[START Provided entries]

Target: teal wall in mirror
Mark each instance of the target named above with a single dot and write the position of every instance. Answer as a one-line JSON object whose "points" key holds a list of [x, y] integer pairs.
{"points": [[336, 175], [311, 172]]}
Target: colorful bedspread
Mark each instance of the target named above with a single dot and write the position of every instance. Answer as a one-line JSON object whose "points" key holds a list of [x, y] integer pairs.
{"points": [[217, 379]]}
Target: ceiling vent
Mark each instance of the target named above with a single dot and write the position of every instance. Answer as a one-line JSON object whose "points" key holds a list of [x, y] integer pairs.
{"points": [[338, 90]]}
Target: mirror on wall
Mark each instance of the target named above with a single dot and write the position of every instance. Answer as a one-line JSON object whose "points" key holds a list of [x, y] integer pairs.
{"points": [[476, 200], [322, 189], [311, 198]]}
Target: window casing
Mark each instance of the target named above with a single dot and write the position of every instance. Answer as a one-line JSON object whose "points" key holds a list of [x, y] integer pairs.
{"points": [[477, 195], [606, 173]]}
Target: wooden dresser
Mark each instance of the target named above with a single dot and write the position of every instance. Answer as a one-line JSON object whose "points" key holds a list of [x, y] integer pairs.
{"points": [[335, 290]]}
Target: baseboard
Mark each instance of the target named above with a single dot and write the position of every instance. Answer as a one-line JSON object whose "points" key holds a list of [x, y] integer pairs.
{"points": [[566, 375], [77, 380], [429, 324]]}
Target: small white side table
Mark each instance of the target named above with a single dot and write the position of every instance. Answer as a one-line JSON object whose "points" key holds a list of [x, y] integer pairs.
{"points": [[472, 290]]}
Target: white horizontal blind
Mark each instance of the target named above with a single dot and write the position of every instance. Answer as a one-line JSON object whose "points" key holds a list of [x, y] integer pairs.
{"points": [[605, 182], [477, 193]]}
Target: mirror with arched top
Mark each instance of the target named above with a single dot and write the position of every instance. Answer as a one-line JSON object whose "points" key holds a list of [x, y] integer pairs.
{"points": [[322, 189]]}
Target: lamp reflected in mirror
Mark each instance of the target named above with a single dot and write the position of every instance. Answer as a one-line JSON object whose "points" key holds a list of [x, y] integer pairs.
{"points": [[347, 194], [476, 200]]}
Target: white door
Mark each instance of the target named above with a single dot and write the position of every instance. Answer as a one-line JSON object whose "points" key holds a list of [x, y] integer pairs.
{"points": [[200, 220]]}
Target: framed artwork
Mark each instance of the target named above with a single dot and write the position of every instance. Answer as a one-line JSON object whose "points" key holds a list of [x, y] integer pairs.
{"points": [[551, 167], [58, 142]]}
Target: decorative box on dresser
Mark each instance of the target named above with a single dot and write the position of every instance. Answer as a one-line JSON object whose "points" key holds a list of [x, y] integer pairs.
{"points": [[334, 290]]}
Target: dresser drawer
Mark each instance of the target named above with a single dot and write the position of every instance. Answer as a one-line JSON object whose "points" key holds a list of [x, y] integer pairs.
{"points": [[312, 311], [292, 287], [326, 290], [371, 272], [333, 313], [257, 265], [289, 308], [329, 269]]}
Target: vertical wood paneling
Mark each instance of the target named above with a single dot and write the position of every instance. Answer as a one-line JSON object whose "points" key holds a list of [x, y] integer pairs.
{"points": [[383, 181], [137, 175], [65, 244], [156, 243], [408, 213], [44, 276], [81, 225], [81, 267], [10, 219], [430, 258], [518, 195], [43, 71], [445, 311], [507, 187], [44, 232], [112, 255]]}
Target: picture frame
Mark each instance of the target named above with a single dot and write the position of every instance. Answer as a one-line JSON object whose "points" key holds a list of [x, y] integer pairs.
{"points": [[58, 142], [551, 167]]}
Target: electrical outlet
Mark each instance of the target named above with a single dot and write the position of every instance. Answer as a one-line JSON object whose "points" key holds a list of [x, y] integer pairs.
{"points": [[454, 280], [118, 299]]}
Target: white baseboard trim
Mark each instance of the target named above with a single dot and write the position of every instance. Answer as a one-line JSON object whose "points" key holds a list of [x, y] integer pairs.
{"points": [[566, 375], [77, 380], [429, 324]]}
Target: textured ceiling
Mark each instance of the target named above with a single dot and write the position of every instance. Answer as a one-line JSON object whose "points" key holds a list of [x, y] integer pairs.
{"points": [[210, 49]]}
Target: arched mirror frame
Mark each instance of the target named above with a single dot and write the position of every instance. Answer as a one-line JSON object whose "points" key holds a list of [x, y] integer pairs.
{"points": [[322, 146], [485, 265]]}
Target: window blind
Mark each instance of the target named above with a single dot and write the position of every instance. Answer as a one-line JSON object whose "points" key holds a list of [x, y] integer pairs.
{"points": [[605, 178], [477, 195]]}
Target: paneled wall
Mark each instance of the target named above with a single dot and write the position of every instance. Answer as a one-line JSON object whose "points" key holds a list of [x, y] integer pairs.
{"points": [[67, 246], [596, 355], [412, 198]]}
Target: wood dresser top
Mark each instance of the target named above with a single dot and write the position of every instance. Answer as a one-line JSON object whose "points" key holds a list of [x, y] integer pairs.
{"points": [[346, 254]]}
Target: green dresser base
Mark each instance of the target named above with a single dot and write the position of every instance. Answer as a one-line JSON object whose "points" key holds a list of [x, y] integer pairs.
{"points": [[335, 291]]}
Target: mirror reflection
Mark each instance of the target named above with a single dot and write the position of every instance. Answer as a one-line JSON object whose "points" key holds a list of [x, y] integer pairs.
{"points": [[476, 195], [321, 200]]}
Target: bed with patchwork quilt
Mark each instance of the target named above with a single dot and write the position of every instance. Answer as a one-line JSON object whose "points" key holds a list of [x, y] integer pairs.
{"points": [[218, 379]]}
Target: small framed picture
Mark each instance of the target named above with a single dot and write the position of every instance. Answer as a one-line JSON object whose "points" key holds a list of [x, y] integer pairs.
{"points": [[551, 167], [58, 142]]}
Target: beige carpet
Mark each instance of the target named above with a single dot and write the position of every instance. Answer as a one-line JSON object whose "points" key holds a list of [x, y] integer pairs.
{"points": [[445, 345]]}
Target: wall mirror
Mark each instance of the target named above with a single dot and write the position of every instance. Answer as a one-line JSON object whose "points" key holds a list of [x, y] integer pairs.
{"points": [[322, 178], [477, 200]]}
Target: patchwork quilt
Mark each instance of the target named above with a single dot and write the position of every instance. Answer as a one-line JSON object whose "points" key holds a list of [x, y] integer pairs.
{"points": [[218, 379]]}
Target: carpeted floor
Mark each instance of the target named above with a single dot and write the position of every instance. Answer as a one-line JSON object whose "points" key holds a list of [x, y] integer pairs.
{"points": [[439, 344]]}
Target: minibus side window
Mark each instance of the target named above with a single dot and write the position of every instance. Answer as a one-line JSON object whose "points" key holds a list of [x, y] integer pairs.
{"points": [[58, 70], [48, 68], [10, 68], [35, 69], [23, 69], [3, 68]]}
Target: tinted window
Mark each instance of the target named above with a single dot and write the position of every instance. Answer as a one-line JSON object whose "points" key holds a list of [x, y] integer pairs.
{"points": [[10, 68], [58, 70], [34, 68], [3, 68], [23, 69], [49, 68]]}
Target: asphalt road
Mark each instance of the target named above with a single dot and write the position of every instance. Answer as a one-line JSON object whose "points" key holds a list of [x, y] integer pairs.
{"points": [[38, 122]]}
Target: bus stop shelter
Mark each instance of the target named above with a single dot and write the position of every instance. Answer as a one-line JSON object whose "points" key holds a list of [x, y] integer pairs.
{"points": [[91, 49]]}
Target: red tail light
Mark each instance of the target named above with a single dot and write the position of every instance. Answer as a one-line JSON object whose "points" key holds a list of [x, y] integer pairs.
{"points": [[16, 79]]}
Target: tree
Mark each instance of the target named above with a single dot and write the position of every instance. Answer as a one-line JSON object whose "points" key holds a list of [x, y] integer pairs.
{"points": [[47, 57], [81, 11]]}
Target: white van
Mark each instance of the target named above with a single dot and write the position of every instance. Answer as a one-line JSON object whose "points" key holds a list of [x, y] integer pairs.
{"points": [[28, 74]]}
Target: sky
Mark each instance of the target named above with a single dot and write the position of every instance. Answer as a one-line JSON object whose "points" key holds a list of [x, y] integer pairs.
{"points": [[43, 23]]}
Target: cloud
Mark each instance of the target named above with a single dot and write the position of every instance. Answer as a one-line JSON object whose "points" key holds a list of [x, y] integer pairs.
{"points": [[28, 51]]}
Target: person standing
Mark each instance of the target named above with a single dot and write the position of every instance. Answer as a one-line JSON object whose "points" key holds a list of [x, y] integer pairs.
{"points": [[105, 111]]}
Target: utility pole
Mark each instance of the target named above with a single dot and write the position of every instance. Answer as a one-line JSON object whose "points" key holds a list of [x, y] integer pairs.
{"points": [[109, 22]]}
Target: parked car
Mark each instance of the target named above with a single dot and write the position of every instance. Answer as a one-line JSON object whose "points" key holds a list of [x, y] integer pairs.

[END Provided entries]

Exercise description: Print again the material above, limited to the lines from the one holding "Target: person standing" through the last, inclusive.

Output for this exercise:
Target: person standing
Mark each instance of the target named above with a single dot and write the position of every instance. Answer as a one-line JSON object whose "points" key holds a list of [x, y] integer pairs.
{"points": [[105, 111]]}
Target: utility pole
Mark each instance of the target named above with a single dot and write the position of every instance. Answer as a one-line JSON object whose "points" key holds a list of [x, y] integer pairs.
{"points": [[109, 22]]}
Target: parked car
Mark each instance of the target named above with a single dot and write the position of every instance. Answer as a one-line JSON object whose "points" key holds a list of [x, y] integer pairs.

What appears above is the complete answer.